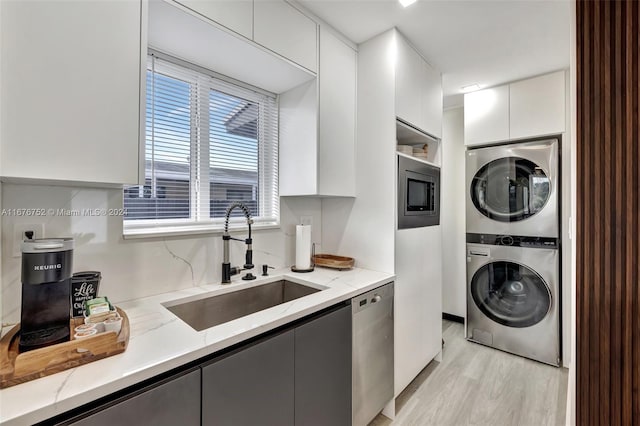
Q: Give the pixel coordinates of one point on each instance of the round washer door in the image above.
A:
(510, 189)
(510, 294)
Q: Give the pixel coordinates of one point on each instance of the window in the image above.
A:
(209, 142)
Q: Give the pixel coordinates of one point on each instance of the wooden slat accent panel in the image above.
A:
(608, 163)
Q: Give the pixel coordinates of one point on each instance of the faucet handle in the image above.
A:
(264, 269)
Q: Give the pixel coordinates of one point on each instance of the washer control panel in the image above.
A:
(514, 240)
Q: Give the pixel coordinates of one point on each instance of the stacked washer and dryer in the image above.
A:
(513, 249)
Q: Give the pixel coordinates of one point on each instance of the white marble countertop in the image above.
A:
(160, 341)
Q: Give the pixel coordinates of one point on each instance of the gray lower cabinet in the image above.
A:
(323, 370)
(253, 386)
(173, 402)
(298, 376)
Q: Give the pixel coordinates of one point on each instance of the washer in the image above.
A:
(513, 295)
(513, 189)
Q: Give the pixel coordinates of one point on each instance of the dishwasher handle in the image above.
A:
(372, 298)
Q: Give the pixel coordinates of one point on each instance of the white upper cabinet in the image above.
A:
(71, 74)
(318, 127)
(409, 85)
(237, 15)
(418, 90)
(486, 116)
(432, 101)
(527, 108)
(285, 30)
(337, 130)
(537, 106)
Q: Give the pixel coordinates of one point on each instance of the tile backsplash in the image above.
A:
(133, 268)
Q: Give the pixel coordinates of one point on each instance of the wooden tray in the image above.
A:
(332, 261)
(16, 368)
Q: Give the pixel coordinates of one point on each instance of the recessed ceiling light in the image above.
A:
(471, 88)
(406, 3)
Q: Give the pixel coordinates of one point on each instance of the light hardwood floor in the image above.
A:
(477, 385)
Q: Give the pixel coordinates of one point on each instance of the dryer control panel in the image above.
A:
(514, 240)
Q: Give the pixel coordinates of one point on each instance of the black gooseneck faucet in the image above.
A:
(227, 270)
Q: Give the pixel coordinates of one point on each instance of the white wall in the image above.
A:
(452, 216)
(141, 267)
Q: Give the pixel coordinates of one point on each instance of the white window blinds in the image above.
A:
(209, 142)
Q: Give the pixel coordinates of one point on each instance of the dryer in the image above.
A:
(513, 295)
(513, 189)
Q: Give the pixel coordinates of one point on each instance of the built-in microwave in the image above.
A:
(418, 193)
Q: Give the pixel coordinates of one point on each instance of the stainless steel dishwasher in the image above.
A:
(372, 372)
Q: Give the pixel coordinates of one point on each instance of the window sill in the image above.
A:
(204, 230)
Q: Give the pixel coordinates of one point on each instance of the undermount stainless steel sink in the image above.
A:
(214, 310)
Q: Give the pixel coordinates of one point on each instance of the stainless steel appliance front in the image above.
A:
(372, 374)
(513, 295)
(513, 189)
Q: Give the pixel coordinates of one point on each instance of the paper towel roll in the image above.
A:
(303, 246)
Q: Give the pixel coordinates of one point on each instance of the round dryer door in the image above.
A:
(510, 189)
(510, 294)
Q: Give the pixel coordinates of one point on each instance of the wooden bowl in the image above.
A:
(333, 261)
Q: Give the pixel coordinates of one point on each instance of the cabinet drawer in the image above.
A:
(254, 386)
(176, 402)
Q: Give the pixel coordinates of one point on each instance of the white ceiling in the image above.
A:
(470, 41)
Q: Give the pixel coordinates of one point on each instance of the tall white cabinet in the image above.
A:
(318, 126)
(236, 15)
(287, 31)
(365, 227)
(71, 90)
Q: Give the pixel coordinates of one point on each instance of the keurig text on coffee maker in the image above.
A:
(46, 283)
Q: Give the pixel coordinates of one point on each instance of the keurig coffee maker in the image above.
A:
(46, 283)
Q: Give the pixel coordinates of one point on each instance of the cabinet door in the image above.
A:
(253, 386)
(323, 370)
(537, 106)
(410, 84)
(486, 116)
(285, 30)
(71, 90)
(237, 15)
(176, 402)
(337, 84)
(432, 100)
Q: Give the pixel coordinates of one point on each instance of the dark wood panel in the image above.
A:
(608, 308)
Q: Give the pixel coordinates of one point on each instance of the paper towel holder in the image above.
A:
(313, 265)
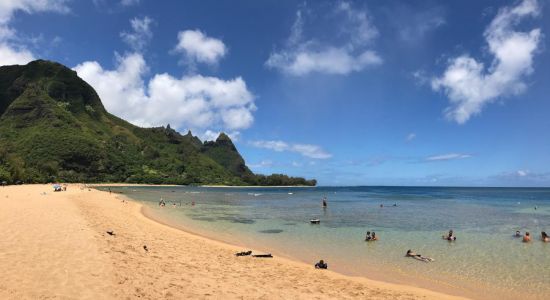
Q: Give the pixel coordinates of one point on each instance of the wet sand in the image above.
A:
(56, 246)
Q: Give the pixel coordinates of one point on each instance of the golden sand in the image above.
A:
(56, 246)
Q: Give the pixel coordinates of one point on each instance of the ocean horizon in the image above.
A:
(486, 257)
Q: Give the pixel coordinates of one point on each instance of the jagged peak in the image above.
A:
(223, 137)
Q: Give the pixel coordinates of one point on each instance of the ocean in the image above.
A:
(486, 261)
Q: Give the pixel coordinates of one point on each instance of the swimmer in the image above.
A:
(410, 253)
(321, 265)
(374, 237)
(544, 237)
(450, 237)
(368, 238)
(527, 237)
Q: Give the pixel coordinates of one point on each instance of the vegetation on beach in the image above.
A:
(53, 127)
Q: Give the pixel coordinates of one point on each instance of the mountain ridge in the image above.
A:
(54, 127)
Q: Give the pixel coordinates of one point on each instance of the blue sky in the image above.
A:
(347, 92)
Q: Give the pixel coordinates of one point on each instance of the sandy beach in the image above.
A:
(56, 246)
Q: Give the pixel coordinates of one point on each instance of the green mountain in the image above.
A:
(53, 127)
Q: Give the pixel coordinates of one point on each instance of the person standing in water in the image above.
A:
(545, 237)
(527, 237)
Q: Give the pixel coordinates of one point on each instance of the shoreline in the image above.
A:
(56, 247)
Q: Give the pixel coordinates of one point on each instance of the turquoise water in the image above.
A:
(486, 261)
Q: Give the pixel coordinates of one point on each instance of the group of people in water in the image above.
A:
(526, 238)
(371, 237)
(162, 203)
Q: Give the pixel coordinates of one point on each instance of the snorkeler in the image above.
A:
(368, 237)
(410, 253)
(527, 237)
(450, 237)
(374, 237)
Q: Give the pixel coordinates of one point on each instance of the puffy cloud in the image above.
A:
(10, 52)
(13, 56)
(141, 33)
(307, 150)
(311, 151)
(197, 47)
(278, 146)
(196, 102)
(210, 135)
(470, 85)
(449, 156)
(8, 7)
(301, 56)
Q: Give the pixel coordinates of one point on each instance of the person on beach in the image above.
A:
(368, 238)
(321, 265)
(410, 253)
(450, 237)
(527, 237)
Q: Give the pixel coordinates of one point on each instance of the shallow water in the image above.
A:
(485, 258)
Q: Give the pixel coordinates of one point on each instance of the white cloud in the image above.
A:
(301, 57)
(12, 56)
(470, 86)
(411, 136)
(311, 151)
(141, 33)
(307, 150)
(196, 102)
(197, 47)
(11, 52)
(8, 7)
(449, 156)
(278, 146)
(210, 135)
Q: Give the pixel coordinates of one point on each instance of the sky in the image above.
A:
(436, 93)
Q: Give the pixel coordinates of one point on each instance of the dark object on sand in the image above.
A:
(262, 255)
(321, 265)
(244, 253)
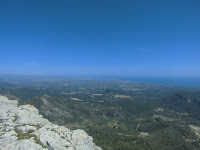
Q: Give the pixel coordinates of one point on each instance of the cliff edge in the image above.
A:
(23, 128)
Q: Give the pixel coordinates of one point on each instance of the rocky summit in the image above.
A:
(23, 128)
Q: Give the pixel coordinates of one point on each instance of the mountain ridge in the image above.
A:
(22, 128)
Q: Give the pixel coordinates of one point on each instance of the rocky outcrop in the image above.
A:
(23, 128)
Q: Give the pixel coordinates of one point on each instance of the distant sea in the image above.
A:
(180, 81)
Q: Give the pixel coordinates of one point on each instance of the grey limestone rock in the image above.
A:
(23, 128)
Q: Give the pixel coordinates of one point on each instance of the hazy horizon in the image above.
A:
(100, 38)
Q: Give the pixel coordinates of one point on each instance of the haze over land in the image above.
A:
(100, 38)
(126, 72)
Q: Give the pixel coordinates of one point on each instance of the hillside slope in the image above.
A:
(22, 128)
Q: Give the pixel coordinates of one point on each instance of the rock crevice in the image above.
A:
(22, 128)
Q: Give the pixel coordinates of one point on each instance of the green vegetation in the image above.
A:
(117, 114)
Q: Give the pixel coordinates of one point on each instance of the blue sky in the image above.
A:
(100, 37)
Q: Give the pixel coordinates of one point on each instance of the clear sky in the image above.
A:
(100, 37)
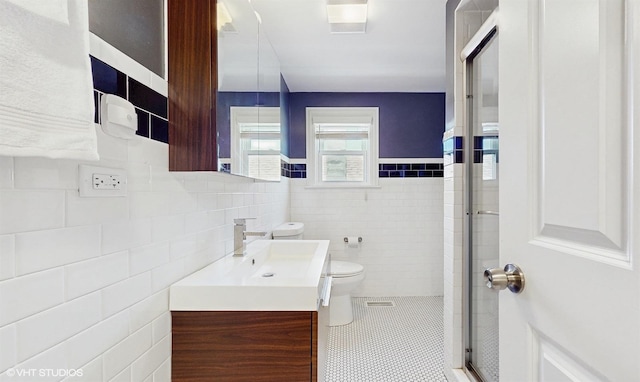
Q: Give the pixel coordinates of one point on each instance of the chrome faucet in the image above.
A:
(240, 235)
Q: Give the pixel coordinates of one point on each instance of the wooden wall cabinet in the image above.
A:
(249, 346)
(192, 77)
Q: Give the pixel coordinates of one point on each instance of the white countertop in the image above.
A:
(237, 283)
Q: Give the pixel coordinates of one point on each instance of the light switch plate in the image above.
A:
(102, 181)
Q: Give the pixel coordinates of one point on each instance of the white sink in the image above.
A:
(273, 275)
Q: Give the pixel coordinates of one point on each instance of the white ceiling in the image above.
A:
(403, 49)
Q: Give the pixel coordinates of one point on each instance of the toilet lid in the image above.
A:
(345, 269)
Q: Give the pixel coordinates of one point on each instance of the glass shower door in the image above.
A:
(483, 232)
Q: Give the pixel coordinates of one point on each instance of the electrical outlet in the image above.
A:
(102, 181)
(106, 182)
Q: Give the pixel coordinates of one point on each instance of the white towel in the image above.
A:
(46, 88)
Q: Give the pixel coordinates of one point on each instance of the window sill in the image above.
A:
(341, 187)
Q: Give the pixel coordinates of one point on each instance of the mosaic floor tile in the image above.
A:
(400, 343)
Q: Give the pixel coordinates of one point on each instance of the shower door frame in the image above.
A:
(487, 32)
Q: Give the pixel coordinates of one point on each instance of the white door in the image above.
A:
(570, 189)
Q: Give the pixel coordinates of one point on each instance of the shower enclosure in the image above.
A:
(482, 161)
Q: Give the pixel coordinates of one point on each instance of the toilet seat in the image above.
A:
(341, 269)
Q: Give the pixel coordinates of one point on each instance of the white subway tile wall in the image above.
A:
(84, 281)
(401, 228)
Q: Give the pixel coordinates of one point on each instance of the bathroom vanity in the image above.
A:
(259, 317)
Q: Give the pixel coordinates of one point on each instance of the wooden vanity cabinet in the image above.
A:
(248, 346)
(192, 77)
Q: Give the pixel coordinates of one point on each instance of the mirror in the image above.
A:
(248, 100)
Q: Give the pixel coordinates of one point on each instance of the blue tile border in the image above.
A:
(293, 170)
(410, 170)
(485, 145)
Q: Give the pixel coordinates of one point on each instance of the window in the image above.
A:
(342, 146)
(255, 142)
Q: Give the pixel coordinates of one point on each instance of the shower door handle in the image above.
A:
(511, 277)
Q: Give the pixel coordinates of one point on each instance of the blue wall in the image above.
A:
(284, 117)
(411, 124)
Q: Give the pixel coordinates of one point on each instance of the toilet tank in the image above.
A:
(289, 231)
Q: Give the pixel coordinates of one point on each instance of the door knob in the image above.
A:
(511, 277)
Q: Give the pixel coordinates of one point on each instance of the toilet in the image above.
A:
(346, 276)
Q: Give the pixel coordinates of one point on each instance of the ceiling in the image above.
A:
(403, 49)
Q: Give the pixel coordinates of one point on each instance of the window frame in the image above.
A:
(249, 114)
(356, 115)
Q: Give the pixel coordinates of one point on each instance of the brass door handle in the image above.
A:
(511, 277)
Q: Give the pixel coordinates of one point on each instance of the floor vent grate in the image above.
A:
(377, 304)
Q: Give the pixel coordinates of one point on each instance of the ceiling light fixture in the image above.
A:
(347, 16)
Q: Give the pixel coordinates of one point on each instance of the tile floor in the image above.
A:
(403, 343)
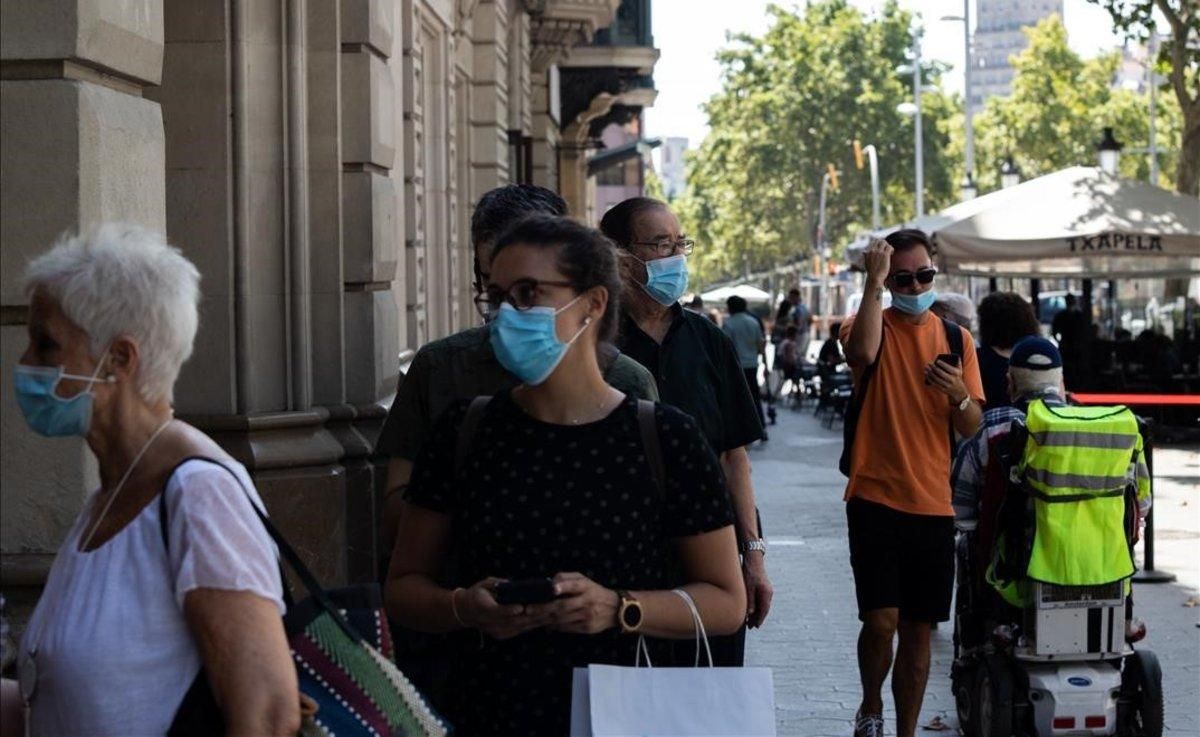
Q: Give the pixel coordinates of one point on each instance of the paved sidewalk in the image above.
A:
(810, 636)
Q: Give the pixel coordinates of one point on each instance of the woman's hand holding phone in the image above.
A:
(583, 606)
(478, 607)
(946, 375)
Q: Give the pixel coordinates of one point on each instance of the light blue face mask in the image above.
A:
(46, 412)
(666, 279)
(526, 341)
(913, 304)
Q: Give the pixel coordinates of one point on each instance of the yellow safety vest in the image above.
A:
(1078, 466)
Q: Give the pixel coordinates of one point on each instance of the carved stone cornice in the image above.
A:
(558, 25)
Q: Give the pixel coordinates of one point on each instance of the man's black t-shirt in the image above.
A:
(534, 499)
(697, 371)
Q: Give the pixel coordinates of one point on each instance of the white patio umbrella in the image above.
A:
(1079, 222)
(747, 292)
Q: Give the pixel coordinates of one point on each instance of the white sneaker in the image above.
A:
(868, 725)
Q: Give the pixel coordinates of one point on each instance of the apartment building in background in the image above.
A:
(999, 36)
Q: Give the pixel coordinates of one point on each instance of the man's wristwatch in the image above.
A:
(629, 615)
(759, 545)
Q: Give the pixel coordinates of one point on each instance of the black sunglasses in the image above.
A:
(905, 279)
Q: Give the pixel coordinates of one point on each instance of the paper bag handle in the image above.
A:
(699, 623)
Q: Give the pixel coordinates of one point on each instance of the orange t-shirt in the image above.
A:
(901, 456)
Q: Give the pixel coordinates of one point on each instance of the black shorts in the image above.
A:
(901, 561)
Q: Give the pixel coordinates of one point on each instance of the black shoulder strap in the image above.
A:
(857, 399)
(467, 431)
(649, 431)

-=-=-=-=-

What the task asks: Sift through the entries and copy every line with "floor".

Response to this task:
Q: Give the pixel coordinates of one point on each instance of the light hardwood floor in the image above.
Q: Give the pixel coordinates of one point on each instance of the mosaic floor tile in the image above.
Q: Give the pixel coordinates of one point on each instance of the floor vent grate in the image above.
Q: Give the pixel coordinates of one point on each instance of the tile floor in the image above.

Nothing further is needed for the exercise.